SET TASK.
Revise the lines below by changing every "Objective" to "Goal", leaving everything else as it is, and omit the pictures from your answer.

Excerpts of pointing data.
═══

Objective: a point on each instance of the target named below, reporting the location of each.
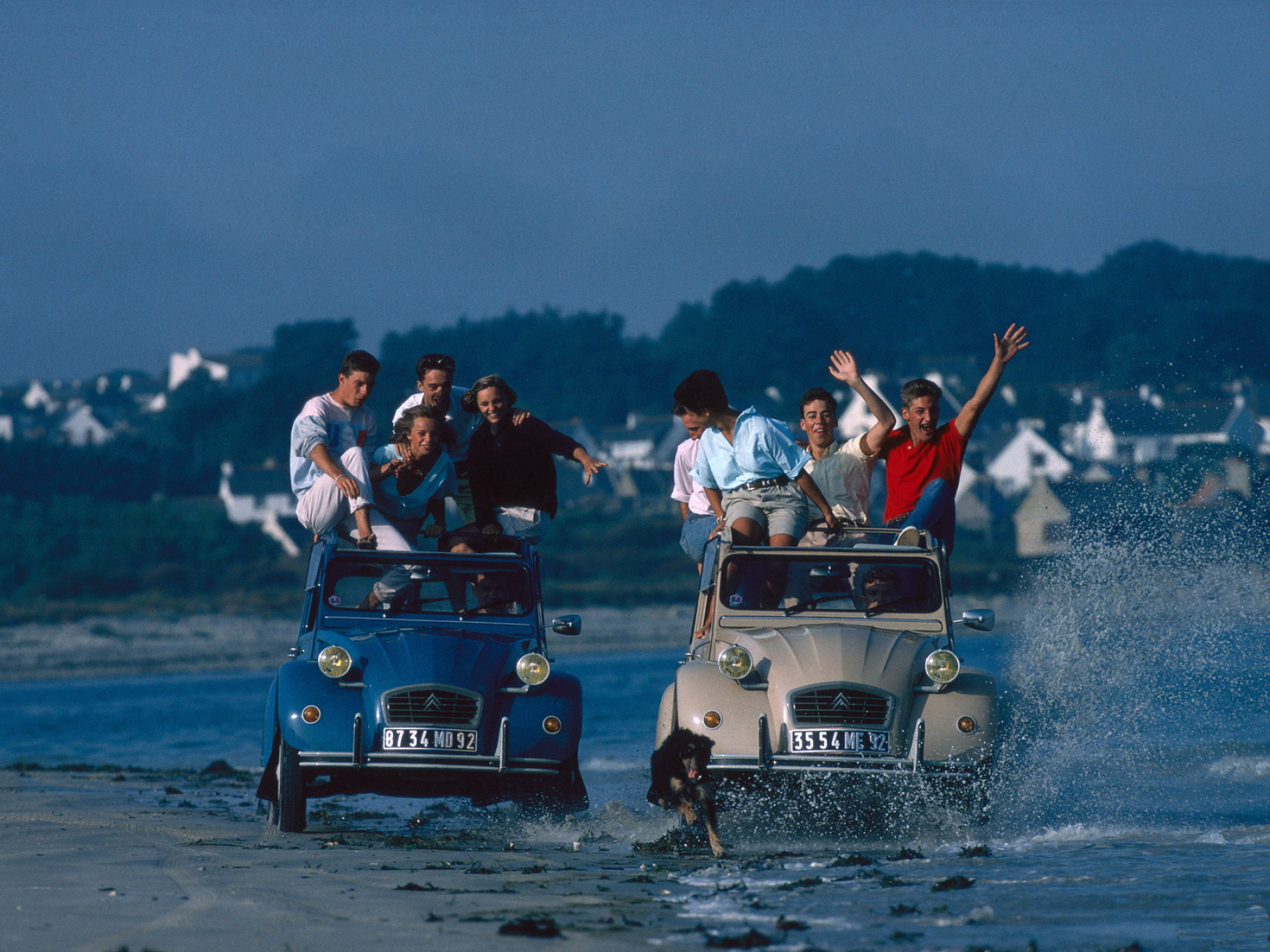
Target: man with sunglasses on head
(436, 381)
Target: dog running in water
(681, 782)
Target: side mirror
(567, 625)
(979, 618)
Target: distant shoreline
(104, 645)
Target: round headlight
(943, 666)
(736, 663)
(533, 668)
(334, 661)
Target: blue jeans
(935, 511)
(695, 535)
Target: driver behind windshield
(881, 588)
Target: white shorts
(524, 522)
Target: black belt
(766, 484)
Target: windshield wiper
(504, 603)
(818, 599)
(888, 603)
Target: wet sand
(98, 861)
(109, 645)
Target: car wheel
(289, 812)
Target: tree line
(1149, 314)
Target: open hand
(1010, 343)
(842, 366)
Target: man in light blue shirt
(749, 468)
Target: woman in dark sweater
(511, 469)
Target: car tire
(289, 812)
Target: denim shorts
(695, 535)
(779, 509)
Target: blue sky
(190, 174)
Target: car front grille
(431, 706)
(841, 707)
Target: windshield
(440, 585)
(831, 584)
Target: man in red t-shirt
(924, 460)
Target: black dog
(681, 782)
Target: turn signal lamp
(334, 661)
(943, 666)
(533, 668)
(736, 663)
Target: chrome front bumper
(768, 761)
(498, 763)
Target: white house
(262, 496)
(83, 429)
(181, 366)
(1025, 456)
(1043, 525)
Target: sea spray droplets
(1135, 655)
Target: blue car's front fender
(301, 685)
(559, 697)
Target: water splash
(1137, 668)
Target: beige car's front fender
(701, 687)
(972, 695)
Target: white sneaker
(909, 536)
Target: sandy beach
(102, 860)
(181, 861)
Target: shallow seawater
(1132, 804)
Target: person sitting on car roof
(329, 470)
(842, 471)
(512, 475)
(752, 471)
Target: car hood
(794, 658)
(392, 659)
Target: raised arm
(590, 463)
(842, 367)
(1009, 344)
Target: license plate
(428, 739)
(840, 742)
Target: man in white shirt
(329, 444)
(698, 518)
(842, 471)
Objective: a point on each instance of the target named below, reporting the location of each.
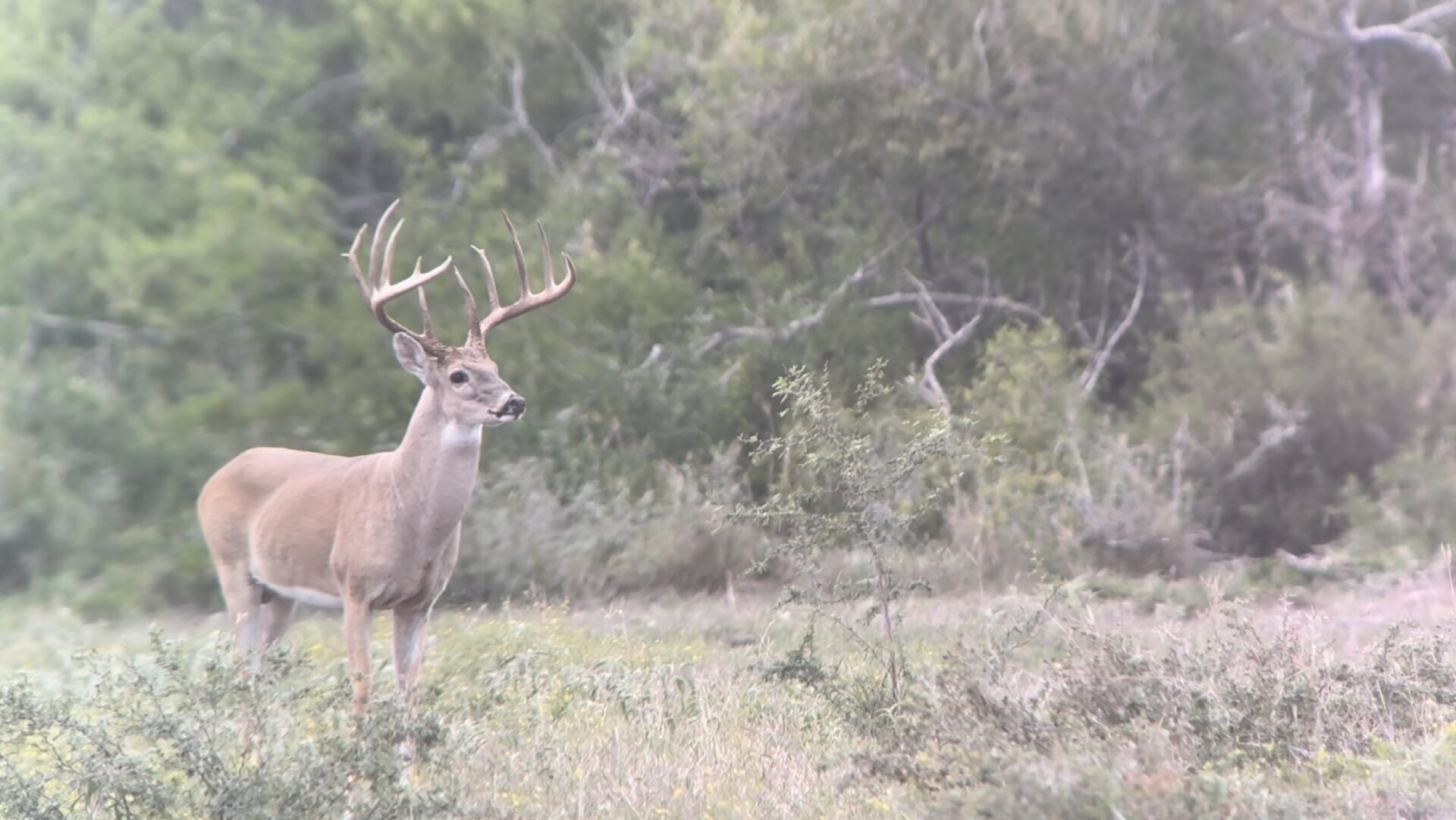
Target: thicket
(1185, 262)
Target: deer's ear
(410, 354)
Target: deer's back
(273, 495)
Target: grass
(1078, 705)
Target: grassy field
(1338, 702)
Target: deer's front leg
(410, 649)
(356, 639)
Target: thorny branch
(1094, 372)
(864, 272)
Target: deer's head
(465, 379)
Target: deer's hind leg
(277, 617)
(245, 601)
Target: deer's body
(378, 532)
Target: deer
(382, 530)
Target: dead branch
(932, 318)
(93, 327)
(865, 272)
(940, 297)
(1094, 372)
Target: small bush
(851, 481)
(1285, 407)
(158, 737)
(1104, 723)
(522, 536)
(1065, 489)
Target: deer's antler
(379, 291)
(528, 300)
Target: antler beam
(528, 300)
(378, 289)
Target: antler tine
(354, 261)
(528, 300)
(376, 286)
(551, 272)
(472, 334)
(520, 256)
(373, 247)
(490, 278)
(424, 306)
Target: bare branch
(814, 316)
(523, 120)
(1392, 33)
(999, 302)
(929, 385)
(93, 327)
(1094, 370)
(1429, 17)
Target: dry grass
(658, 708)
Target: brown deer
(382, 530)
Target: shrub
(156, 737)
(1065, 489)
(851, 481)
(1286, 405)
(1092, 723)
(599, 542)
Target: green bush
(1234, 718)
(1065, 487)
(156, 736)
(1286, 405)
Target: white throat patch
(460, 435)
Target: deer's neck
(436, 467)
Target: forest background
(1183, 267)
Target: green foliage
(1068, 487)
(1234, 717)
(743, 187)
(158, 736)
(849, 482)
(1285, 407)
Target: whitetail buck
(381, 530)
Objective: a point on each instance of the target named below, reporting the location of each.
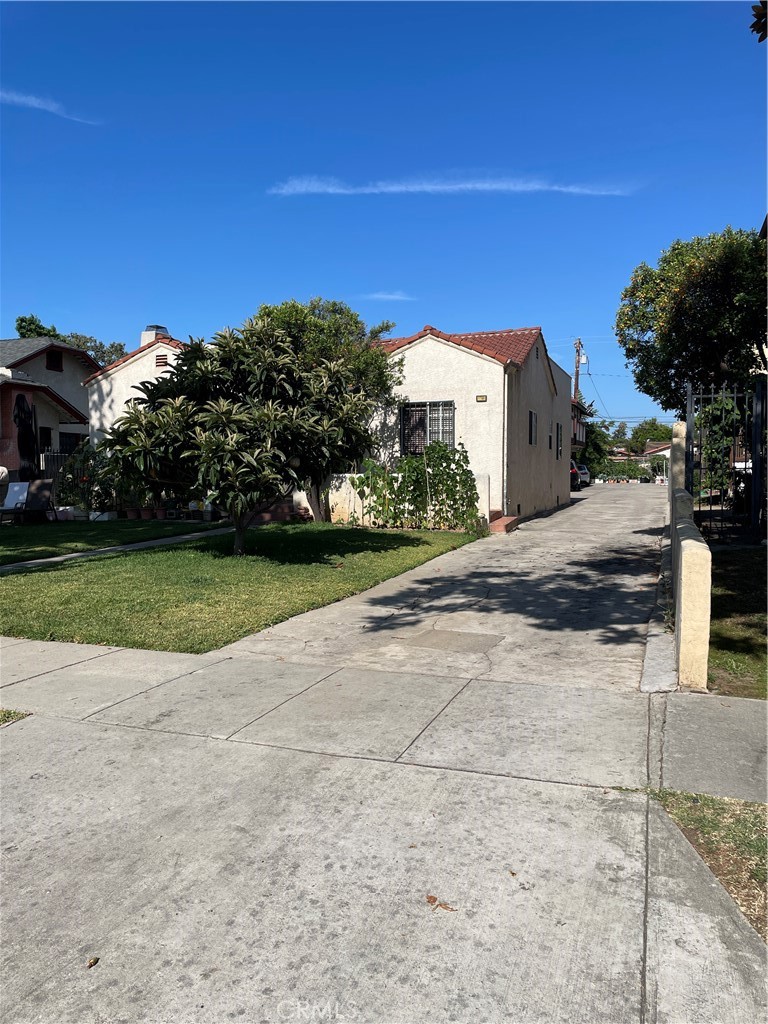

═══

EXERCISE OUTPUT.
Goal: a point on each instance of the target named below, reporting the location of each.
Target: man with sunglasses on head
(436, 381)
Target: dog running in water
(681, 782)
Target: side mirror
(567, 625)
(979, 618)
Target: distant shoreline
(104, 645)
Target: round headlight
(943, 666)
(736, 663)
(533, 668)
(334, 661)
Target: blue jeans
(935, 511)
(695, 535)
Target: driver behind windshield
(881, 588)
Target: white shorts
(524, 522)
Target: black belt
(766, 484)
Target: windshield wiper
(504, 603)
(818, 599)
(888, 603)
Target: wet sand
(98, 861)
(109, 645)
Target: car wheel
(289, 812)
Target: tree line
(1149, 314)
Target: open hand
(1010, 343)
(842, 366)
Target: man in light blue shirt
(749, 468)
Target: woman in dark sweater
(511, 469)
Target: car tire
(289, 812)
Target: denim shorts
(695, 535)
(779, 509)
Target: blue sky
(190, 174)
Target: car front grille
(431, 706)
(841, 707)
Target: windshield
(440, 585)
(831, 584)
Target: man in red t-shirt
(924, 460)
Target: black dog
(681, 782)
Target: turn signal lamp
(334, 661)
(943, 666)
(533, 668)
(736, 663)
Target: chrome front bumper
(768, 761)
(498, 763)
Target: white house
(262, 496)
(83, 429)
(181, 366)
(1025, 456)
(1043, 525)
Target: sea spray droplets
(1135, 655)
Target: blue car's front fender
(301, 685)
(559, 697)
Target: water splash
(1137, 668)
Target: beige car's front fender
(701, 687)
(972, 695)
Target: white sneaker
(909, 536)
Target: sandy beach
(102, 860)
(181, 861)
Target: shallow seawater
(1132, 804)
Target: person sitting on car roof
(329, 470)
(842, 471)
(512, 475)
(752, 471)
Target: car hood
(794, 658)
(392, 659)
Target: raised arm
(590, 463)
(842, 367)
(1009, 344)
Target: license plate
(428, 739)
(840, 742)
Target: man in white shirt
(329, 444)
(698, 518)
(842, 471)
Goal: a point on each instance of the target named below, reporting the location of each.
Target: thicket
(1185, 262)
Target: deer's ear
(410, 354)
Target: deer's back
(273, 495)
Target: grass
(1078, 705)
Target: grassy field
(1338, 702)
Target: deer's front leg
(410, 649)
(356, 639)
Target: thorny branch
(1094, 372)
(864, 272)
Target: deer's head
(465, 379)
Target: deer's hind leg
(277, 617)
(245, 601)
Target: deer's body
(378, 532)
Target: deer
(382, 530)
Target: dead branch
(932, 318)
(93, 327)
(865, 272)
(940, 297)
(1094, 372)
Target: small bush
(851, 481)
(1285, 407)
(158, 737)
(1104, 723)
(522, 536)
(1065, 489)
Target: deer's antler
(379, 291)
(528, 300)
Target: antler beam
(528, 300)
(378, 289)
Target: antler tine
(354, 261)
(528, 300)
(376, 286)
(551, 272)
(472, 334)
(520, 256)
(373, 247)
(490, 278)
(424, 306)
Target: bare branch
(814, 316)
(523, 120)
(1392, 33)
(999, 302)
(929, 385)
(93, 327)
(1094, 370)
(1429, 17)
Target: dry grass
(658, 708)
Target: brown deer
(382, 530)
Target: shrub
(156, 737)
(1065, 489)
(851, 481)
(1286, 405)
(1092, 723)
(599, 542)
Target: green bush
(1234, 718)
(1065, 487)
(156, 736)
(1286, 405)
Target: white throat patch
(460, 435)
Target: deer's neck
(436, 467)
Target: forest background
(1183, 267)
Target: green foliage
(1068, 487)
(1234, 717)
(743, 187)
(158, 736)
(849, 482)
(1285, 407)
Target: whitetail buck
(381, 530)
Goal: a point on each instance of the target named below, reporting the location of each.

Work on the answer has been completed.